RECORDS TO USE:
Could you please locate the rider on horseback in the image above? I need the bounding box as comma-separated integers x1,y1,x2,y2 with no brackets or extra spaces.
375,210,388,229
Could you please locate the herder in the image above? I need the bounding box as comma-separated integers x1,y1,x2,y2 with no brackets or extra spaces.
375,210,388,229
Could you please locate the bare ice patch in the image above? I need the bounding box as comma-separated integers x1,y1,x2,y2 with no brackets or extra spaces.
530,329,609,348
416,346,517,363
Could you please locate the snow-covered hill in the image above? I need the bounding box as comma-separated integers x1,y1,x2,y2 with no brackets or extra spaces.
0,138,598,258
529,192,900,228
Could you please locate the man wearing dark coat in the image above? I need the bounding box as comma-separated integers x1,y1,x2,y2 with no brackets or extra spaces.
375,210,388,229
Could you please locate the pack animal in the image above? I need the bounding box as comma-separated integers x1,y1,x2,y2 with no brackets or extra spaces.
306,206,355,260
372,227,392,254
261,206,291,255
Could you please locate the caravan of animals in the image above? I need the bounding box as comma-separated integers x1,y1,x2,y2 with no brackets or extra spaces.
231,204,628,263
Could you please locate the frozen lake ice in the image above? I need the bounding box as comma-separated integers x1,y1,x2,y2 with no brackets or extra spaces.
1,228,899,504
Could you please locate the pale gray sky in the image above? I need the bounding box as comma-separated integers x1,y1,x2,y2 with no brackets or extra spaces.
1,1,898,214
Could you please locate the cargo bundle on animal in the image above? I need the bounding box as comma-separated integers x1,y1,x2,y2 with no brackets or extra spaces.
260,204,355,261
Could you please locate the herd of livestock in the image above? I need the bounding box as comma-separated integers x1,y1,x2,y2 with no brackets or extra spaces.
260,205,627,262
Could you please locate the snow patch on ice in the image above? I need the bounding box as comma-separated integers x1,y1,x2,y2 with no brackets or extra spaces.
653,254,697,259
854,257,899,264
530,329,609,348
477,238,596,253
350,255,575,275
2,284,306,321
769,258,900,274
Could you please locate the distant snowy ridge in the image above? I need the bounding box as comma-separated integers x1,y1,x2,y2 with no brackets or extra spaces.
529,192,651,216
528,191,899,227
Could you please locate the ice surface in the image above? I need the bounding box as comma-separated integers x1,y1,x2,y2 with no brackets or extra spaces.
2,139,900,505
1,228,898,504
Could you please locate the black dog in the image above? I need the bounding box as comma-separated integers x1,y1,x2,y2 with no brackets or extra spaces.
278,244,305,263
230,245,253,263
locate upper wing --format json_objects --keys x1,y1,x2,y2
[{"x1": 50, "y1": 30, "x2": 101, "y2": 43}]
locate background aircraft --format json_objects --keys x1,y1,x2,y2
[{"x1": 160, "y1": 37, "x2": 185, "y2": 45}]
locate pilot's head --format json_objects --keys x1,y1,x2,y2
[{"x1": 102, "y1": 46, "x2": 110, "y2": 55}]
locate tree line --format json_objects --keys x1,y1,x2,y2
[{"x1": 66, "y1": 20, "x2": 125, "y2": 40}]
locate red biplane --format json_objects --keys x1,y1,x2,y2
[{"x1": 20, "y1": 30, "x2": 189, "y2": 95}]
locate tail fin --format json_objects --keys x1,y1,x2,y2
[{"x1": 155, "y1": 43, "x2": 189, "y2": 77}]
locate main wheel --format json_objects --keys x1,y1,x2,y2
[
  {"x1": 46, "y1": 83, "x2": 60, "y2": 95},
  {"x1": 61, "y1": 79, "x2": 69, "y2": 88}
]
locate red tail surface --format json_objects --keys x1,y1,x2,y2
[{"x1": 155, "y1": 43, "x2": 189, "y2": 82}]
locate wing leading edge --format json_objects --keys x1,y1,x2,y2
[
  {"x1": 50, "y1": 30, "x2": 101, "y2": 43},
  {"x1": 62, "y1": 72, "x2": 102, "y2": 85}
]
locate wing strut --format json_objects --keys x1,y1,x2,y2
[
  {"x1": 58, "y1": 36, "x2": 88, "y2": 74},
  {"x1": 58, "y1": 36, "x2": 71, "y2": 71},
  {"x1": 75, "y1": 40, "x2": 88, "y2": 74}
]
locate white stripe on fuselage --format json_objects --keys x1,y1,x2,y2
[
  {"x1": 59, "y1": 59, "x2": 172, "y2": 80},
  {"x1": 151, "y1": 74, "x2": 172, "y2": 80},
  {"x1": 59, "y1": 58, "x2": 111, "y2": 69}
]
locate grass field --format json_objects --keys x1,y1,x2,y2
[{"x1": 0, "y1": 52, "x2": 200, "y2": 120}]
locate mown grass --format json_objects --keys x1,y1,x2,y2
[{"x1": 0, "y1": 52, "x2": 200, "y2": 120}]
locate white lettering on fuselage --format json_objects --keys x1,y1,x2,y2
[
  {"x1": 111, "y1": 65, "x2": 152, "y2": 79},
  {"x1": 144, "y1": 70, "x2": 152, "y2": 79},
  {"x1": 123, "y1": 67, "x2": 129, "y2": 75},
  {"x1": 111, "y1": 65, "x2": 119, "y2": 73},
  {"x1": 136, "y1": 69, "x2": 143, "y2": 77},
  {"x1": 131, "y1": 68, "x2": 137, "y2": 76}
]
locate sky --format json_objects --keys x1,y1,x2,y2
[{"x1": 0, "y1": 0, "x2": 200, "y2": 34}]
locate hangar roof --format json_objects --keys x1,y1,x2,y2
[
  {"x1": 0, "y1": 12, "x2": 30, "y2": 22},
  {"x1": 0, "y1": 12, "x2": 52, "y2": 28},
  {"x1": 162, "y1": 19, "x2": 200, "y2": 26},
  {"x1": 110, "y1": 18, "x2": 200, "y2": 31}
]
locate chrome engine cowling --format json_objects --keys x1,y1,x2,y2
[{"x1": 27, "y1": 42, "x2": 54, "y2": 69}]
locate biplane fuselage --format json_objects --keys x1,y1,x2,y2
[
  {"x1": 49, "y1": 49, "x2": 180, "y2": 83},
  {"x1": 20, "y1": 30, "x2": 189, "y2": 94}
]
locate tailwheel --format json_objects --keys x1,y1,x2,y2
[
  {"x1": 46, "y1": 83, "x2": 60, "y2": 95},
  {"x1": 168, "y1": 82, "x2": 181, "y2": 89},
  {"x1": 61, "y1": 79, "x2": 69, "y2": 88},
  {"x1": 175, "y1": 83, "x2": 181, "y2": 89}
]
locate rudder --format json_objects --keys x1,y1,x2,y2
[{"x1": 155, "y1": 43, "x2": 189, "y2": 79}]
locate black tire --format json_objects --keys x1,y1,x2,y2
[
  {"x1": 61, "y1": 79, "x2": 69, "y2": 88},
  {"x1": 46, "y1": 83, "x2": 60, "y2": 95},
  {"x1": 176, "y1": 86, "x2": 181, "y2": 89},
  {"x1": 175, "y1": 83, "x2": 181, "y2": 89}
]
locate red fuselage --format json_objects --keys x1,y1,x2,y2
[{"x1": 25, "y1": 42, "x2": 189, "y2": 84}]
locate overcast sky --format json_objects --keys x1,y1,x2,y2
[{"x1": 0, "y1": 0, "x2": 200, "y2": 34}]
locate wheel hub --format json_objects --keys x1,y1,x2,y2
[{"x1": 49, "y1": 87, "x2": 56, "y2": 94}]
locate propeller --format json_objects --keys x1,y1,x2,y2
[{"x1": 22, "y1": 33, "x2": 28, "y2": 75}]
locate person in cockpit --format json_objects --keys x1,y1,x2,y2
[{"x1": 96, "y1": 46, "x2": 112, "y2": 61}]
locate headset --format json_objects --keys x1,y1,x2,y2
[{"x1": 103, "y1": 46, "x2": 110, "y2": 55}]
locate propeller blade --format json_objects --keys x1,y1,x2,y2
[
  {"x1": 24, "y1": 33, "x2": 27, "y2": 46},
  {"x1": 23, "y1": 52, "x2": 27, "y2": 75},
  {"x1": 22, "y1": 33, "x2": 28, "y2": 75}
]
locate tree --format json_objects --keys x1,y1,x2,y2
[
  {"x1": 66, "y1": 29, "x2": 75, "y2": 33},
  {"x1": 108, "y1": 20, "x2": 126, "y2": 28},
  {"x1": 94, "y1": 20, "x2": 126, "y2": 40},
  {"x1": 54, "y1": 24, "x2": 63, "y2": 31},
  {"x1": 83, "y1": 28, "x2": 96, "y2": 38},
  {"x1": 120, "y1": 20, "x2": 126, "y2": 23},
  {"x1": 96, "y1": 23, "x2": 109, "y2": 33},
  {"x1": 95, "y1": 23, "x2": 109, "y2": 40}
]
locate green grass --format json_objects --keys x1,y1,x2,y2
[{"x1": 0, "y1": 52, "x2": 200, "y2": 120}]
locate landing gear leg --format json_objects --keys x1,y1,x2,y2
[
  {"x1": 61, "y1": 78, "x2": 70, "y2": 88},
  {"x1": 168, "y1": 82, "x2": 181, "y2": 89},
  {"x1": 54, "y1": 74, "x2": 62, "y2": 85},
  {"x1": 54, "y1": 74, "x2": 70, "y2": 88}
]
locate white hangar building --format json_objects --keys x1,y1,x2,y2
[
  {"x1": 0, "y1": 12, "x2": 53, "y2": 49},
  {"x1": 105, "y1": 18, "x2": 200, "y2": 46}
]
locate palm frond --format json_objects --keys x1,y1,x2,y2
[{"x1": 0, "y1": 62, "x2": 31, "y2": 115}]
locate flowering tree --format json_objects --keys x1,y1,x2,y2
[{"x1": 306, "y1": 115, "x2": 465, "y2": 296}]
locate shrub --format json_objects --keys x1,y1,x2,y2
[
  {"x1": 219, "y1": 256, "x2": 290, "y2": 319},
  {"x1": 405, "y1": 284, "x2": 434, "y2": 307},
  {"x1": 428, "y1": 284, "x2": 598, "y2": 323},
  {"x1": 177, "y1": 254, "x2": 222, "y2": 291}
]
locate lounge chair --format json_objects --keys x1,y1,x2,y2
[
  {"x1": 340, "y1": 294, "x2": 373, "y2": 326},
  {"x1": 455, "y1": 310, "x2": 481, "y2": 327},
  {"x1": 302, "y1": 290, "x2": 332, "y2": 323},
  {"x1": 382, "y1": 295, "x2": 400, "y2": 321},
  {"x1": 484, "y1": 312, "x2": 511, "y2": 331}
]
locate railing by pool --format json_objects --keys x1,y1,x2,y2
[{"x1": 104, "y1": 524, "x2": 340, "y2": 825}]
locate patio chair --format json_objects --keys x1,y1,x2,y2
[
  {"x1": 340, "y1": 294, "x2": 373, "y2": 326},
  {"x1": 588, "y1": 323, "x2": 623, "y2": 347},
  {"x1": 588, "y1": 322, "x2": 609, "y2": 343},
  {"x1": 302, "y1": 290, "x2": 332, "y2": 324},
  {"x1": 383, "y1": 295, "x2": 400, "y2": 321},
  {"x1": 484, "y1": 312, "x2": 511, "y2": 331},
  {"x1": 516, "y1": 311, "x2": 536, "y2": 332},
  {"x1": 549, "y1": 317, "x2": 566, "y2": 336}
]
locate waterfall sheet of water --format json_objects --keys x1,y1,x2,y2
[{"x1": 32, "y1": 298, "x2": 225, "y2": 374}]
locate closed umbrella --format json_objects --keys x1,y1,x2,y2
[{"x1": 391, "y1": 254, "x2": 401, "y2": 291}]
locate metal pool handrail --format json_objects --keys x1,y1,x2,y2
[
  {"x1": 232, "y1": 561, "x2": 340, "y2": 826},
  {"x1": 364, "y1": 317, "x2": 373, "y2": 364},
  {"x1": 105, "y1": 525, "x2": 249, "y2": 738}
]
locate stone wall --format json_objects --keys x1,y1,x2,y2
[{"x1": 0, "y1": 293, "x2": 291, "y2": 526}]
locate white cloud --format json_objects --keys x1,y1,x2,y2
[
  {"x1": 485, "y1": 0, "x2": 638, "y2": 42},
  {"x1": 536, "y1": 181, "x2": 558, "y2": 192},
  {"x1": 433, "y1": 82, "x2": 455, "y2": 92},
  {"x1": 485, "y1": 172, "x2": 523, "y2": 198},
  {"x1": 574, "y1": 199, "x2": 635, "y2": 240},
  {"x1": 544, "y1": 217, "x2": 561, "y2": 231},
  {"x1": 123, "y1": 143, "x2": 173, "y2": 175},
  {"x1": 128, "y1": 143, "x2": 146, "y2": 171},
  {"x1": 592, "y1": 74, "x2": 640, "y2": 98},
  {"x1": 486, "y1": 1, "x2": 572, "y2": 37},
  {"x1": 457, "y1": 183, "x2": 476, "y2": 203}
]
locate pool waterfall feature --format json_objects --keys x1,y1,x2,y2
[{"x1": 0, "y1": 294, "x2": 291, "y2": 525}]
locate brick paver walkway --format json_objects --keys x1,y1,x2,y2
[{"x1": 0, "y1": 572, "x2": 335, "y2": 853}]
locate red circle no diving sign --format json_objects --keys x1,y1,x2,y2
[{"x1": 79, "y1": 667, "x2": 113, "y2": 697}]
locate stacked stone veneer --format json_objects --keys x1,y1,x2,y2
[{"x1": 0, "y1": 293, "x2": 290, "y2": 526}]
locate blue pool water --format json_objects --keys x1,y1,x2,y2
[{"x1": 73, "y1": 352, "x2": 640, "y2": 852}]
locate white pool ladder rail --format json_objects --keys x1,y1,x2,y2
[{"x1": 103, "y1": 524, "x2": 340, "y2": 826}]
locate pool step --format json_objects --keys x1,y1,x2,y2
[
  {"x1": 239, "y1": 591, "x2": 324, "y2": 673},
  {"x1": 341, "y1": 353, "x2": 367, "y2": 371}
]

YOUR ASSIGNMENT:
Beginning with the line that holds "locate blue pool" and ending with the last line of the data, copy each line exactly and add nothing.

ANSWER SPACE:
locate blue pool water --format json_objects --keys x1,y1,x2,y2
[{"x1": 73, "y1": 352, "x2": 640, "y2": 852}]
locate white pool ladder rail --format json_objects --keys x1,y1,x2,y2
[{"x1": 103, "y1": 524, "x2": 340, "y2": 826}]
locate pool step --format json_objects --keys x1,y1,x2,y2
[
  {"x1": 239, "y1": 591, "x2": 324, "y2": 673},
  {"x1": 341, "y1": 353, "x2": 367, "y2": 371}
]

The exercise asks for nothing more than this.